** Start of Data shown **

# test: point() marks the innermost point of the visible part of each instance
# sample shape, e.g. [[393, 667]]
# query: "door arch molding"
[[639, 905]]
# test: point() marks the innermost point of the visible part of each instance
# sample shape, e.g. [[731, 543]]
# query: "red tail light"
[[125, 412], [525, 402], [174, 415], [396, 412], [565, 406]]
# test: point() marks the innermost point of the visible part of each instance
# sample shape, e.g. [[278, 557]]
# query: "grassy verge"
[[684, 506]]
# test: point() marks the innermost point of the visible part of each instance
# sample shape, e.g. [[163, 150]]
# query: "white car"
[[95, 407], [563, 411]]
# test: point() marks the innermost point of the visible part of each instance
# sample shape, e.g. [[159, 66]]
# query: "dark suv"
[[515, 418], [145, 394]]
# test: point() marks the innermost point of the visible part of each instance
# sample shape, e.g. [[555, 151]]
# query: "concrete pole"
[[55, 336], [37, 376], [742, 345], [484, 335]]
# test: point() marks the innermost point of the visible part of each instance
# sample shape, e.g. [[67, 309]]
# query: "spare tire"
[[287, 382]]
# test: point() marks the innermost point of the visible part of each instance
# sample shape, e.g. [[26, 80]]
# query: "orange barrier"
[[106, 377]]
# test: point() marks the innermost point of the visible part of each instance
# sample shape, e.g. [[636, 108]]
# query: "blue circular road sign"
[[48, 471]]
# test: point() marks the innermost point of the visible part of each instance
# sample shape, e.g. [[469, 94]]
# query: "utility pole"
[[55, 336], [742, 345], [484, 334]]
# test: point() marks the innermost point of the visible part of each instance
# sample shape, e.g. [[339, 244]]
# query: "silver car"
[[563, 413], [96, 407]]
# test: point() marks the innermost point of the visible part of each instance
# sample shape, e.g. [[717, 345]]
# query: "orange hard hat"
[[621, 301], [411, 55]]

** End of Data shown **

> Directions:
Copy every line of the data above word for word, changing nothing.

> Written response:
# test: point() marks the innermost point of the visible part of each instance
# sample shape, e.g. [[393, 667]]
# query: "door arch molding"
[[639, 905]]
# test: point() marks the innermost point of the visible part of each instance
# sample shape, e.g. [[731, 543]]
# query: "red tail light"
[[125, 412], [525, 402], [174, 415], [396, 412], [565, 406]]
# test: point() marks the innermost point of the visible part of each instance
# sample shape, e.g. [[278, 557]]
# query: "grassy verge"
[[684, 506]]
# test: point() marks the innermost point of the visible part of each instance
# sample shape, e.g. [[163, 150]]
# query: "white car"
[[95, 407], [563, 411]]
# test: point() marks the innermost point of the visible part of each instance
# sample shape, e.g. [[159, 66]]
# query: "dark suv"
[[515, 418], [145, 394]]
# test: point() marks the innermost point of the visible part of each instance
# sample shape, e.g. [[555, 151]]
# query: "concrete pole"
[[55, 336], [37, 376], [742, 345], [484, 335]]
# test: point() marks the innermost point of the visible part of each instance
# sample shape, e.g. [[67, 309]]
# query: "spare tire"
[[287, 382]]
# test: point() marks the innermost point of the visible part of each instance
# sample shape, e.g. [[26, 80]]
# query: "orange barrier"
[[106, 377]]
# test: point() marks the innermost point of the visible part of each instance
# sample shape, e.g. [[636, 108]]
# query: "blue circular road sign"
[[48, 471]]
# test: point() marks the innermost point of the visible part of each instance
# sample shape, e.g. [[469, 94]]
# query: "utility pole"
[[55, 336], [742, 345], [484, 334]]
# test: point() marks the innermost point of the visible part of each instance
# sample shape, e.g. [[339, 244]]
# query: "silver car"
[[563, 413], [96, 407]]
# test: point() marks the innermost point of the visible part of each instance
# sample shape, e.g. [[717, 345]]
# query: "orange hard hat"
[[621, 301], [411, 55]]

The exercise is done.